Your assignment: Set down every line of the data exactly, skipping the pictures.

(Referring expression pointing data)
--- --- ---

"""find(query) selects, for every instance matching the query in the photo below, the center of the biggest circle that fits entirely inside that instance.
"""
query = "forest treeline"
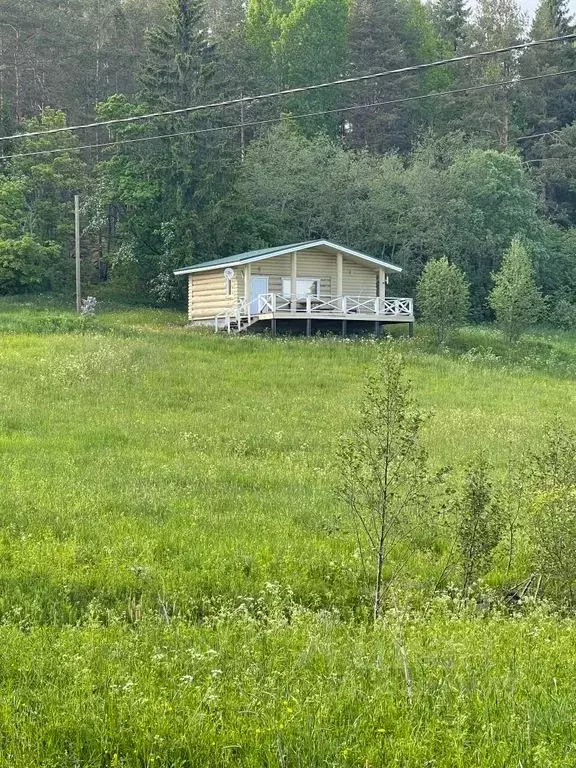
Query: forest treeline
(424, 177)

--- --- ---

Exercise answer:
"""find(query) selects, for every instance matching the query in the photo below, the center of the biggest circle that fits entirely inside that instance.
"""
query = "forest treeline"
Query: forest treeline
(424, 177)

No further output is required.